DATASET RECORDS
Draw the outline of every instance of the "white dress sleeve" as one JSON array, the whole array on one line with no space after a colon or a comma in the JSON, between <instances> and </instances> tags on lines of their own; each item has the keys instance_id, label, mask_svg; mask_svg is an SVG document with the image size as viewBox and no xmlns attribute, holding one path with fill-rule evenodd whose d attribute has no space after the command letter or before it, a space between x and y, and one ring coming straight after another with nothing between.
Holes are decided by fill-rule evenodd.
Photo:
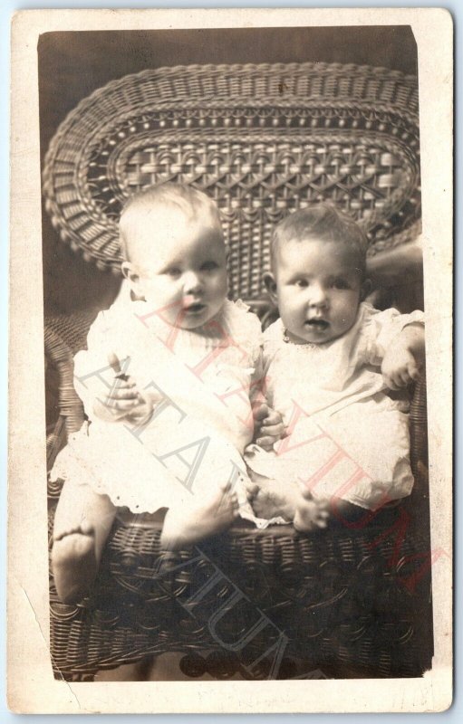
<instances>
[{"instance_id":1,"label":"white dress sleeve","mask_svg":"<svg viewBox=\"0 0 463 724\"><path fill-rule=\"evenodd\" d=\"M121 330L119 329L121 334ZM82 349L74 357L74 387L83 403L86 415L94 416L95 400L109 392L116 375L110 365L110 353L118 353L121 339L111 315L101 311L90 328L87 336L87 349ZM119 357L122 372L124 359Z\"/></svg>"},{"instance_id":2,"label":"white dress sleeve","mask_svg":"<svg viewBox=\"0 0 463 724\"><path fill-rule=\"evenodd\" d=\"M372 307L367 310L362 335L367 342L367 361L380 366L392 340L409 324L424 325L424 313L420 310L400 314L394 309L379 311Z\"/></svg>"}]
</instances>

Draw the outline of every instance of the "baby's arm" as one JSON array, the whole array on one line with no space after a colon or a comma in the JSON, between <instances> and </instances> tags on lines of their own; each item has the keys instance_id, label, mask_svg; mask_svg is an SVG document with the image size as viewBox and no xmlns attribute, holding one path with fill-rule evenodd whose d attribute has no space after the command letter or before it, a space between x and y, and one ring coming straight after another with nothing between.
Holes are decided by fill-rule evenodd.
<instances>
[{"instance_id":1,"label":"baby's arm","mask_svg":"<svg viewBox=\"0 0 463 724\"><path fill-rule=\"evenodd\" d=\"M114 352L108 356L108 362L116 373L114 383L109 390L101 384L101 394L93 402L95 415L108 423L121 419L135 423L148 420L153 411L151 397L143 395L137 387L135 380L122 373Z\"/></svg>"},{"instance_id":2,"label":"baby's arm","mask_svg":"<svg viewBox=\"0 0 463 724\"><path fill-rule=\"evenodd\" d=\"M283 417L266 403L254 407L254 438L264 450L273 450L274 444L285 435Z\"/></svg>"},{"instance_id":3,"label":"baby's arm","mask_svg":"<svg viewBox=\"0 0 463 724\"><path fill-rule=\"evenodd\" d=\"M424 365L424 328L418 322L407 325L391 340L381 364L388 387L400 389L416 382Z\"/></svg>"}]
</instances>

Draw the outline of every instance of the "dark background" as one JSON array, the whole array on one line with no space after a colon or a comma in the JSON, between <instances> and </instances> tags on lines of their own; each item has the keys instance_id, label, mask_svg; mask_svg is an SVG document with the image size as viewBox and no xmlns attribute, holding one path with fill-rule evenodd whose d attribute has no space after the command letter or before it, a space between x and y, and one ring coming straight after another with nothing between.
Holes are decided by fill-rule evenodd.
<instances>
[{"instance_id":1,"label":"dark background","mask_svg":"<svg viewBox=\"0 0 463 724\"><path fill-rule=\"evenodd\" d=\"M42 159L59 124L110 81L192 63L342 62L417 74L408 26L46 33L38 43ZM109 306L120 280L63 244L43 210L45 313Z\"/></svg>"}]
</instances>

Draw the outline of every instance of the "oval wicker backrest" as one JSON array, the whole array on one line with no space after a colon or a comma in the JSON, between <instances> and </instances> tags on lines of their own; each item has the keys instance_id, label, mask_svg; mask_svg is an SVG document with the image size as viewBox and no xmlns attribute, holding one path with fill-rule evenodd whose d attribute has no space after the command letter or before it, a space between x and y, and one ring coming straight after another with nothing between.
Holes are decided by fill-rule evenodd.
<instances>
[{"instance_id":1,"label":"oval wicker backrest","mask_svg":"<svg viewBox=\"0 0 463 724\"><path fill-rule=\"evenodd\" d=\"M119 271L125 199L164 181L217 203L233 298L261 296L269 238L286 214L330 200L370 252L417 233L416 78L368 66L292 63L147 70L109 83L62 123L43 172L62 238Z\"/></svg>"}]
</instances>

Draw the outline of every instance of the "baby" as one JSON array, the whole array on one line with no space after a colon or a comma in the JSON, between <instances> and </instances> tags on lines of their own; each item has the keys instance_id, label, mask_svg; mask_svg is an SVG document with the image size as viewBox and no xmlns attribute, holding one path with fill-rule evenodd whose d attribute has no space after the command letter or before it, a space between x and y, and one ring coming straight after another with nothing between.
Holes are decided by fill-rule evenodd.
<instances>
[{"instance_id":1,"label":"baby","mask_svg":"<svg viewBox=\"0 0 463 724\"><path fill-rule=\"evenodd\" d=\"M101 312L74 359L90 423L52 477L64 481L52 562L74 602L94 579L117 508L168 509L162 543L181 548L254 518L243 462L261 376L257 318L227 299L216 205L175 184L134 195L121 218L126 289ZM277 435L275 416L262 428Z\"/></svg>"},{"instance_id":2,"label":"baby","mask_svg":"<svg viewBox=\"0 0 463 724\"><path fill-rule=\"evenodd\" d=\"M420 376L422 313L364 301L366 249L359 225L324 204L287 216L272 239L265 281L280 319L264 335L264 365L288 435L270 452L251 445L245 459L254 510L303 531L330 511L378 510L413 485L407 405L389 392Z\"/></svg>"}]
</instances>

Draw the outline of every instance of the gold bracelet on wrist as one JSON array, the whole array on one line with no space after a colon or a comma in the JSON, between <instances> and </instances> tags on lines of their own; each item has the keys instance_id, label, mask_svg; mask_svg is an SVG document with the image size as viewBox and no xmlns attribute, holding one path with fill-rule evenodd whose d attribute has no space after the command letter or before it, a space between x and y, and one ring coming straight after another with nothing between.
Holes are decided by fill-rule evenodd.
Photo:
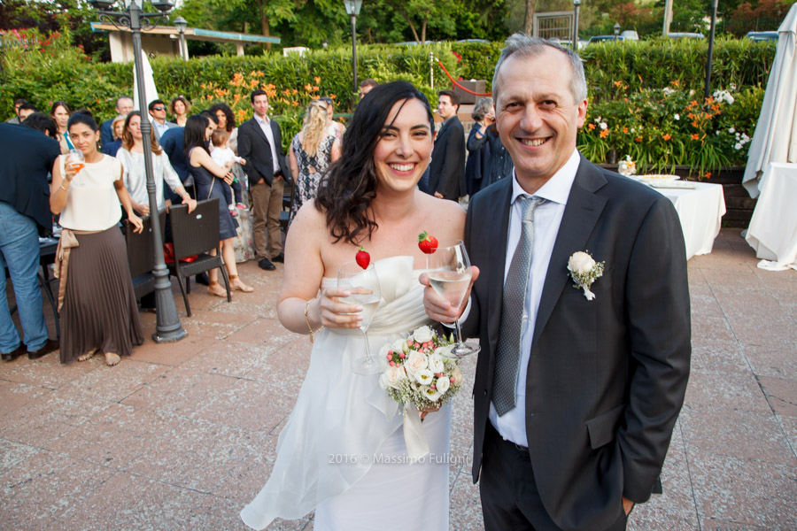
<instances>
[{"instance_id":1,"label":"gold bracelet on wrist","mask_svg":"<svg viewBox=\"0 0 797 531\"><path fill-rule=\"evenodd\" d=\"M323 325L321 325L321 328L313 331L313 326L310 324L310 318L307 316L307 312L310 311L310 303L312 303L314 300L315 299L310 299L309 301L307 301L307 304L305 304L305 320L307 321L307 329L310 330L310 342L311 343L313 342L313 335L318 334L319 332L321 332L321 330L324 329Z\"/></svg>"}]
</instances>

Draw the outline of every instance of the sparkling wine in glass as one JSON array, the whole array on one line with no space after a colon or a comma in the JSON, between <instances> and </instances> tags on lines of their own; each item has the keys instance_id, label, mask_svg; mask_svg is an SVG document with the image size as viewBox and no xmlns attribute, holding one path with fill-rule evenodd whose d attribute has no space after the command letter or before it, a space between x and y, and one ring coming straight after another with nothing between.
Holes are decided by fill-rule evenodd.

...

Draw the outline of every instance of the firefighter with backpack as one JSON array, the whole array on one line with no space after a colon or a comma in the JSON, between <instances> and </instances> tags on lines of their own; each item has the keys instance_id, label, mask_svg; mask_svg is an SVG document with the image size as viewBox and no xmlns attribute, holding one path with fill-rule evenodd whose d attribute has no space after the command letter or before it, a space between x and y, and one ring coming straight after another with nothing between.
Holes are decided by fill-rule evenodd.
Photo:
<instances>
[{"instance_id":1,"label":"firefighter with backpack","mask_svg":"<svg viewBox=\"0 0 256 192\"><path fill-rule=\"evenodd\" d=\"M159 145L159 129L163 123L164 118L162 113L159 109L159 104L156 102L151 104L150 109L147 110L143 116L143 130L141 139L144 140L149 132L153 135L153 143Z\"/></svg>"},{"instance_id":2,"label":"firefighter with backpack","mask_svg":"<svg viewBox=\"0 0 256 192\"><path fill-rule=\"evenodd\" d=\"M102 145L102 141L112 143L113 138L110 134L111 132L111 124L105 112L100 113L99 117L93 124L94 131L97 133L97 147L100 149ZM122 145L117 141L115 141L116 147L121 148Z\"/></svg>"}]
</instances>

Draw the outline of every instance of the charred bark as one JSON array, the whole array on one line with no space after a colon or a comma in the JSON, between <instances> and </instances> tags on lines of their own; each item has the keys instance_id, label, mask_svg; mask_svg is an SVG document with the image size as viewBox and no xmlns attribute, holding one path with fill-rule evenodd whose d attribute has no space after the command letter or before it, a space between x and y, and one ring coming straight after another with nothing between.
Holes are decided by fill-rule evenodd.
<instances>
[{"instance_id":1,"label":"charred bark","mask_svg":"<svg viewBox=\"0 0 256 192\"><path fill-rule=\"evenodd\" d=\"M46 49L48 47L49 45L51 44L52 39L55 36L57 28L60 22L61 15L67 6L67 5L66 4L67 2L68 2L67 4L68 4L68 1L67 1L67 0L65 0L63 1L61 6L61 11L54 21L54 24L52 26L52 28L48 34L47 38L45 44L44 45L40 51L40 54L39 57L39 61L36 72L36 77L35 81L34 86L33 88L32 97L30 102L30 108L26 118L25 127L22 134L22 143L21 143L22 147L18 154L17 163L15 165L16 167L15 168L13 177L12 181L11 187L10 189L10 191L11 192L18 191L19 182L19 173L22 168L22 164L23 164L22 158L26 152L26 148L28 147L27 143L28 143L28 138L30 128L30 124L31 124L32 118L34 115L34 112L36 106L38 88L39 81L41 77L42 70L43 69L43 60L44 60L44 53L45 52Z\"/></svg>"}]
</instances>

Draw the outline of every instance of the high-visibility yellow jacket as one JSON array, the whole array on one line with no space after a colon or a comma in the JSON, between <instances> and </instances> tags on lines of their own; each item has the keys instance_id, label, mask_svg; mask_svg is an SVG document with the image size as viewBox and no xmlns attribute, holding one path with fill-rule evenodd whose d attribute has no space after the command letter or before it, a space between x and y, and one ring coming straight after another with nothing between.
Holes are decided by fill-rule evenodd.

SHORT TASK
How many lines in the rows above contain the string "wicker"? Reply with the number only.

RIGHT ANSWER
2